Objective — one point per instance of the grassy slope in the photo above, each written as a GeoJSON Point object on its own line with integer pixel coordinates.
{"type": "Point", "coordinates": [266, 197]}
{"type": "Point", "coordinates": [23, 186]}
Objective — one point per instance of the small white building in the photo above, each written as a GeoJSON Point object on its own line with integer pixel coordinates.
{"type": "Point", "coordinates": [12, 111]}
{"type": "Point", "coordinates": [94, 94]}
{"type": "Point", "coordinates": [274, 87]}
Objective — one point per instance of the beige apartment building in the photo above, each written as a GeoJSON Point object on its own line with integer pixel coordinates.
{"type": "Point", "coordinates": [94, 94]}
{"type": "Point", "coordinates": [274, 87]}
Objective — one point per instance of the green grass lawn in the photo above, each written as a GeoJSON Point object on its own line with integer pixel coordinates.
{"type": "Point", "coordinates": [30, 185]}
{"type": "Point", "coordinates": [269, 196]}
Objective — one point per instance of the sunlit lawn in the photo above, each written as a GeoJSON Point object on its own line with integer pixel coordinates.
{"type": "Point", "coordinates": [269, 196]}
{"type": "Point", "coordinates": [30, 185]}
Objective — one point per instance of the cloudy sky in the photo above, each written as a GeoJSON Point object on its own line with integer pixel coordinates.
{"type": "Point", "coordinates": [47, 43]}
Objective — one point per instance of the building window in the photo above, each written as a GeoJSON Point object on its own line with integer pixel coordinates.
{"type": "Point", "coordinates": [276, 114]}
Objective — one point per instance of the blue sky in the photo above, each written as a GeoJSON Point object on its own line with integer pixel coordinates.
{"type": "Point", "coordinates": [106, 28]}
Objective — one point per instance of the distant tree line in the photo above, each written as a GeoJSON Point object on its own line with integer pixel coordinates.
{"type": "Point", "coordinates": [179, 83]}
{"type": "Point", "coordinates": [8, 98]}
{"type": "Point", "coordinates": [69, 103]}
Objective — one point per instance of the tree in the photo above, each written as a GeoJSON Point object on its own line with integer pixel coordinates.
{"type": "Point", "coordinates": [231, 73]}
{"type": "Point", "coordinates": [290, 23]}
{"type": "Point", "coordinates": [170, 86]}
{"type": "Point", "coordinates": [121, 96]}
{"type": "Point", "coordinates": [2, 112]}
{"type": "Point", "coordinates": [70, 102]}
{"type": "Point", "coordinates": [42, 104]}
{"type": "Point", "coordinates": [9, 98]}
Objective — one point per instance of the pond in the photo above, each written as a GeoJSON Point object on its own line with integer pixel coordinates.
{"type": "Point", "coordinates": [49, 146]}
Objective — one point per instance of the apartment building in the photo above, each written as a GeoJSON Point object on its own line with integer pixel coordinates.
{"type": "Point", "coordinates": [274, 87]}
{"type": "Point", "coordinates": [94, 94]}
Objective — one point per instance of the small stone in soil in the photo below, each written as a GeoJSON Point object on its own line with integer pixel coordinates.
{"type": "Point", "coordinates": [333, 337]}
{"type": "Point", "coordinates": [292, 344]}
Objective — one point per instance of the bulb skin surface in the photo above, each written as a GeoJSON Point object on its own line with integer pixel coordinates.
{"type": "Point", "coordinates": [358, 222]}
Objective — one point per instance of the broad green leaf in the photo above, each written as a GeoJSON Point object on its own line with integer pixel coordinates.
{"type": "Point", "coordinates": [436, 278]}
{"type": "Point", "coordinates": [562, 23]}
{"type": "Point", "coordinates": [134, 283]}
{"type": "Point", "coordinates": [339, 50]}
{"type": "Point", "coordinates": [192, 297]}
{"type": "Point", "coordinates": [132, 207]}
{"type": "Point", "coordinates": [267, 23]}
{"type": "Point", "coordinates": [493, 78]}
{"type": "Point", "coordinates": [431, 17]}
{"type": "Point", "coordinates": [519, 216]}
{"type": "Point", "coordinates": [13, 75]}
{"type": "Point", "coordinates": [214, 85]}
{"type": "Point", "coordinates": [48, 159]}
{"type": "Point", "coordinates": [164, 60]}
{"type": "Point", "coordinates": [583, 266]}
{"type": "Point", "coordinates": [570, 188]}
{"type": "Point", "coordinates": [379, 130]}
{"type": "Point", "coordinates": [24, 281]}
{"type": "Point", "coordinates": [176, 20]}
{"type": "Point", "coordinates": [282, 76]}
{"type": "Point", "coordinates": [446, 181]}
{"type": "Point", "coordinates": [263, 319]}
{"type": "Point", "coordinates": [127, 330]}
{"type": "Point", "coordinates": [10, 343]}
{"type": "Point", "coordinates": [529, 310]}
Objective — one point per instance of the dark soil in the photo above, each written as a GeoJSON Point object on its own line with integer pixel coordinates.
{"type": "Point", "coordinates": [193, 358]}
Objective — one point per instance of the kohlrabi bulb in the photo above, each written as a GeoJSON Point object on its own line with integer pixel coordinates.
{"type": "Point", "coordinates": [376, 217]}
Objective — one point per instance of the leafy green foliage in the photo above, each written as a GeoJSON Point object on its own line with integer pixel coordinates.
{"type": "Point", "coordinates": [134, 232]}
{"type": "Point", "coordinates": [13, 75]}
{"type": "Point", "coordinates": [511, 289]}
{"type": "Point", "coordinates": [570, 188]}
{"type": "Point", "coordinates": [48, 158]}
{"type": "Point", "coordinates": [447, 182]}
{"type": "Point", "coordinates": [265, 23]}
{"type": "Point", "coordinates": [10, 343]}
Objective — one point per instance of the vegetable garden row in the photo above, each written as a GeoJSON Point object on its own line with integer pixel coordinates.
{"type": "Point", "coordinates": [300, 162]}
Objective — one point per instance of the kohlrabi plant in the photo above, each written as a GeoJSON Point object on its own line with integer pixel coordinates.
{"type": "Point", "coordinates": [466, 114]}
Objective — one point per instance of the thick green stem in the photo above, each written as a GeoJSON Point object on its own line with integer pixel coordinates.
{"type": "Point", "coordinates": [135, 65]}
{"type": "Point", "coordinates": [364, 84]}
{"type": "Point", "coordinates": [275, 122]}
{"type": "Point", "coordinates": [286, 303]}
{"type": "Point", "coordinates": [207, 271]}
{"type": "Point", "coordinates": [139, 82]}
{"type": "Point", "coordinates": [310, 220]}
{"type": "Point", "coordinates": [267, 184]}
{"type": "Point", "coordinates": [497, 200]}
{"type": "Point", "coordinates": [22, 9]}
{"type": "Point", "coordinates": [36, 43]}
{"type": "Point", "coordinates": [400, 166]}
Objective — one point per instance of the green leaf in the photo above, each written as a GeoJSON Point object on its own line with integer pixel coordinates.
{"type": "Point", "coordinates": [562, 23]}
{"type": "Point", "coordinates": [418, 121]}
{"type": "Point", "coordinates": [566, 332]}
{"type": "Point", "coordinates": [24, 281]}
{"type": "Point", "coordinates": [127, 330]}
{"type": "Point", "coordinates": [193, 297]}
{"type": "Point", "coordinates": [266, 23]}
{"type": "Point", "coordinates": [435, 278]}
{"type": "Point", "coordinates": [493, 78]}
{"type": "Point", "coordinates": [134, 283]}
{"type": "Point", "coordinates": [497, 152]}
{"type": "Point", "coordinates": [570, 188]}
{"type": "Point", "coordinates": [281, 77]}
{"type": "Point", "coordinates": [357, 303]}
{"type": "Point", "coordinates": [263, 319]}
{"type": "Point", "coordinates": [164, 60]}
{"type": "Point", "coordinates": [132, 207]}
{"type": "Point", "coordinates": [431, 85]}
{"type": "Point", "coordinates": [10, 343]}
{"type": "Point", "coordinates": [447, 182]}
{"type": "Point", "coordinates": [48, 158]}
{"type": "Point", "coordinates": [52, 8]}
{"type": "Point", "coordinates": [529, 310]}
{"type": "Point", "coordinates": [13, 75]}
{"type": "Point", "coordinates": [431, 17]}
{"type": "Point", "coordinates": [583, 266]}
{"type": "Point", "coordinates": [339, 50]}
☆ ☆ ☆ ☆ ☆
Hand back the material above in full, exactly as written.

• **Exercise output**
Objective — one point per instance of the grassy slope in the photo above, each written as a GeoJSON Point object on its own line with integer pixel coordinates.
{"type": "Point", "coordinates": [266, 197]}
{"type": "Point", "coordinates": [23, 186]}
Objective — one point per instance of the small white building in the photo above, each written as a GeoJSON Point object on its own line with integer pixel coordinates.
{"type": "Point", "coordinates": [12, 111]}
{"type": "Point", "coordinates": [94, 94]}
{"type": "Point", "coordinates": [274, 87]}
Objective — one point per instance of the beige apartment building in the photo above, each written as a GeoJSON Point object on its own line with integer pixel coordinates.
{"type": "Point", "coordinates": [94, 94]}
{"type": "Point", "coordinates": [274, 87]}
Objective — one point per instance of the green grass lawn in the photo above, each written as a GeoJSON Point object on its own line with integer pixel coordinates.
{"type": "Point", "coordinates": [30, 185]}
{"type": "Point", "coordinates": [269, 196]}
Objective — one point per instance of the sunlit lawn in the photo above, each written as a GeoJSON Point object on its own line with integer pixel coordinates.
{"type": "Point", "coordinates": [269, 196]}
{"type": "Point", "coordinates": [30, 185]}
Objective — one point per instance of the cloudy sky in the photo above, each written as a GeoJSON Point object on its own line with integer pixel coordinates.
{"type": "Point", "coordinates": [47, 43]}
Objective — one point per instance of the building window in the photo above, each written as a GeoJSON Point object on its own line with integer pixel coordinates.
{"type": "Point", "coordinates": [276, 114]}
Objective — one point per instance of the blue sky in the photo above, each written as a GeoJSON Point object on its own line with integer pixel coordinates.
{"type": "Point", "coordinates": [106, 28]}
Objective — one point per instance of the distant tree line in the photo above, each written as a GeoJSON Point object on its own line with integer pixel coordinates.
{"type": "Point", "coordinates": [179, 83]}
{"type": "Point", "coordinates": [8, 98]}
{"type": "Point", "coordinates": [69, 103]}
Objective — one point per instance of the tree in the photo above, each written as a GeoJSON Point object on its own line with integer pixel coordinates.
{"type": "Point", "coordinates": [231, 73]}
{"type": "Point", "coordinates": [290, 23]}
{"type": "Point", "coordinates": [170, 86]}
{"type": "Point", "coordinates": [121, 96]}
{"type": "Point", "coordinates": [2, 112]}
{"type": "Point", "coordinates": [70, 102]}
{"type": "Point", "coordinates": [42, 104]}
{"type": "Point", "coordinates": [9, 98]}
Objective — one point per instance of the pond in the photo above, each written as a GeoJSON Point object on its own line with integer pixel coordinates.
{"type": "Point", "coordinates": [49, 146]}
Objective — one point per instance of the apartment building in the photo above, each written as a GeoJSON Point object on its own line with integer pixel coordinates.
{"type": "Point", "coordinates": [274, 87]}
{"type": "Point", "coordinates": [94, 94]}
Objective — one point per instance of the small stone in soil in the photo below, each written as a GeoJSON Point object on its own line with integer pixel coordinates.
{"type": "Point", "coordinates": [333, 337]}
{"type": "Point", "coordinates": [292, 344]}
Objective — one point per instance of the bulb skin surface in the photo above, each written as a GeoJSON Point object on its own line with integer pixel coordinates.
{"type": "Point", "coordinates": [358, 222]}
Objective — one point per instance of the broad green leaf in the photo above, each written as a GeoJSON Point object on its own line with integer pixel coordinates.
{"type": "Point", "coordinates": [436, 278]}
{"type": "Point", "coordinates": [562, 23]}
{"type": "Point", "coordinates": [134, 283]}
{"type": "Point", "coordinates": [339, 50]}
{"type": "Point", "coordinates": [192, 297]}
{"type": "Point", "coordinates": [132, 207]}
{"type": "Point", "coordinates": [267, 23]}
{"type": "Point", "coordinates": [493, 78]}
{"type": "Point", "coordinates": [431, 17]}
{"type": "Point", "coordinates": [519, 216]}
{"type": "Point", "coordinates": [13, 75]}
{"type": "Point", "coordinates": [214, 85]}
{"type": "Point", "coordinates": [48, 159]}
{"type": "Point", "coordinates": [164, 60]}
{"type": "Point", "coordinates": [583, 266]}
{"type": "Point", "coordinates": [570, 188]}
{"type": "Point", "coordinates": [379, 130]}
{"type": "Point", "coordinates": [24, 281]}
{"type": "Point", "coordinates": [176, 20]}
{"type": "Point", "coordinates": [282, 76]}
{"type": "Point", "coordinates": [446, 181]}
{"type": "Point", "coordinates": [263, 319]}
{"type": "Point", "coordinates": [127, 330]}
{"type": "Point", "coordinates": [10, 343]}
{"type": "Point", "coordinates": [529, 310]}
Objective — one point per instance of the dark soil in the photo above, each written as a GeoJSON Point object on its own line with integer pixel coordinates.
{"type": "Point", "coordinates": [193, 358]}
Objective — one point per instance of the kohlrabi bulb in the photo above, each written as a GeoJSON Point object on its own line with integer pixel coordinates.
{"type": "Point", "coordinates": [376, 217]}
Objective — one point per instance of the leafy green foliage in the photo above, each written as a GeoJSON Point object on its own line with integer pixel coordinates.
{"type": "Point", "coordinates": [134, 232]}
{"type": "Point", "coordinates": [13, 75]}
{"type": "Point", "coordinates": [511, 289]}
{"type": "Point", "coordinates": [570, 188]}
{"type": "Point", "coordinates": [48, 158]}
{"type": "Point", "coordinates": [447, 182]}
{"type": "Point", "coordinates": [265, 23]}
{"type": "Point", "coordinates": [10, 343]}
Objective — one point per instance of the vegetable garden row in the photo above, each written as a GeoJSON Point object on its own line with integer pixel coordinates.
{"type": "Point", "coordinates": [300, 162]}
Objective — one point per instance of the kohlrabi plant in the photo above, each written as a GeoJSON Point object on its own line with integer pixel coordinates.
{"type": "Point", "coordinates": [466, 114]}
Objective — one point per instance of the thick green stem in the photo above, each written as a GeoJSON Point object on its own line with integer pixel coordinates.
{"type": "Point", "coordinates": [135, 65]}
{"type": "Point", "coordinates": [364, 84]}
{"type": "Point", "coordinates": [275, 122]}
{"type": "Point", "coordinates": [286, 303]}
{"type": "Point", "coordinates": [207, 271]}
{"type": "Point", "coordinates": [139, 82]}
{"type": "Point", "coordinates": [310, 220]}
{"type": "Point", "coordinates": [267, 184]}
{"type": "Point", "coordinates": [497, 200]}
{"type": "Point", "coordinates": [22, 9]}
{"type": "Point", "coordinates": [36, 43]}
{"type": "Point", "coordinates": [400, 166]}
Objective — one point per instance of the green leaf in the photo above, each written as a GeoJSON Point object on its own line with integer pixel coordinates.
{"type": "Point", "coordinates": [562, 23]}
{"type": "Point", "coordinates": [418, 121]}
{"type": "Point", "coordinates": [566, 332]}
{"type": "Point", "coordinates": [24, 281]}
{"type": "Point", "coordinates": [127, 330]}
{"type": "Point", "coordinates": [193, 297]}
{"type": "Point", "coordinates": [266, 23]}
{"type": "Point", "coordinates": [435, 278]}
{"type": "Point", "coordinates": [493, 78]}
{"type": "Point", "coordinates": [134, 283]}
{"type": "Point", "coordinates": [497, 152]}
{"type": "Point", "coordinates": [570, 188]}
{"type": "Point", "coordinates": [281, 77]}
{"type": "Point", "coordinates": [357, 303]}
{"type": "Point", "coordinates": [263, 319]}
{"type": "Point", "coordinates": [164, 60]}
{"type": "Point", "coordinates": [132, 207]}
{"type": "Point", "coordinates": [431, 85]}
{"type": "Point", "coordinates": [10, 343]}
{"type": "Point", "coordinates": [447, 182]}
{"type": "Point", "coordinates": [48, 158]}
{"type": "Point", "coordinates": [52, 8]}
{"type": "Point", "coordinates": [529, 310]}
{"type": "Point", "coordinates": [13, 75]}
{"type": "Point", "coordinates": [431, 17]}
{"type": "Point", "coordinates": [583, 266]}
{"type": "Point", "coordinates": [339, 50]}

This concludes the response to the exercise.